Short task
Render every line of the listing below as a JSON list of strings, one string per line, with blank lines omitted. Leave the picture out of your answer.

Material to process
********
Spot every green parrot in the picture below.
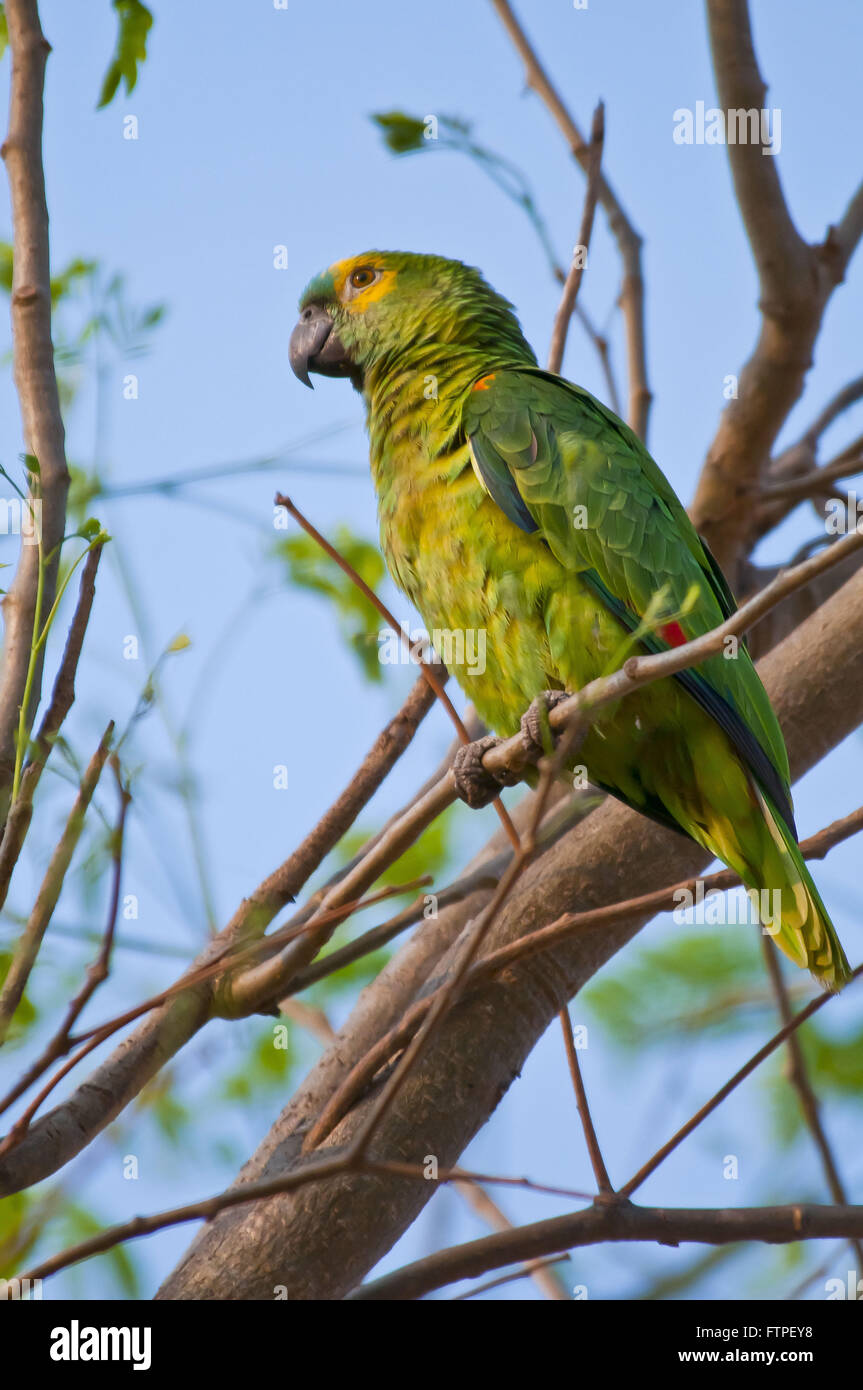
[290,252,849,990]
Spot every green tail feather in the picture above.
[753,787,850,990]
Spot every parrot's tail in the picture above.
[750,783,850,990]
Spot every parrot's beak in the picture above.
[290,304,353,386]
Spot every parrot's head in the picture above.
[290,252,529,391]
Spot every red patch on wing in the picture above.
[660,623,689,646]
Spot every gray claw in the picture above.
[453,734,507,810]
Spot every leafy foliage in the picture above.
[371,111,564,279]
[99,0,153,108]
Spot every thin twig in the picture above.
[560,1009,614,1195]
[0,545,103,908]
[0,721,114,1044]
[275,492,518,849]
[548,101,606,374]
[492,0,652,439]
[762,937,863,1269]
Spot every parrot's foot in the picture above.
[521,691,570,758]
[453,734,520,810]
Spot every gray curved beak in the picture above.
[289,304,350,389]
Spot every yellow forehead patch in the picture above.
[329,256,399,314]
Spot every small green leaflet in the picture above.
[99,0,153,108]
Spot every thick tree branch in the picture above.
[0,0,69,824]
[692,0,863,575]
[350,1202,863,1301]
[492,0,652,439]
[161,556,863,1298]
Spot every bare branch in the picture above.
[691,0,863,575]
[350,1202,863,1301]
[762,937,863,1269]
[0,545,101,908]
[0,0,69,823]
[548,101,606,374]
********
Final result
[
  "Spot every green parrot in the picture below.",
  "[290,252,849,990]",
  "Spot every green tail feather in the picture above.",
  "[753,787,850,990]",
  "Spot every parrot's tail in the picture above.",
  "[750,783,850,990]",
  "Spot every parrot's beak in the picture above.",
  "[290,304,353,386]",
  "Spot every parrot's head in the picture above.",
  "[290,252,529,391]",
  "Spot every red patch on wing in the picture above.",
  "[660,623,689,646]",
  "Spot every gray claw in the picture above.",
  "[453,734,507,810]",
  "Spot every leafy foliage in the picture above.",
  "[371,111,564,279]",
  "[99,0,153,108]",
  "Spot every thin twig in the picture above.",
  "[560,1009,614,1195]",
  "[0,545,103,908]",
  "[0,721,114,1044]",
  "[275,492,518,849]",
  "[548,101,606,374]",
  "[492,0,652,439]",
  "[762,937,863,1269]",
  "Spot every parrot's foot in the picture above.",
  "[521,691,570,758]",
  "[453,734,520,810]",
  "Spot every gray curved beak in the picture above.",
  "[289,304,350,389]",
  "Spot every yellow forehead patch in the picture above.",
  "[329,256,399,314]",
  "Spot every small green leaflet in the picture above.",
  "[99,0,153,108]",
  "Spot every thick tree branch in the picture above.",
  "[0,0,69,824]",
  "[692,0,863,575]",
  "[350,1202,863,1301]",
  "[492,0,652,439]",
  "[161,556,863,1298]",
  "Spot every bare branch in the picture above.",
  "[691,0,863,575]",
  "[350,1202,863,1301]",
  "[762,937,863,1269]",
  "[0,545,101,908]",
  "[0,0,69,823]",
  "[548,101,606,374]"
]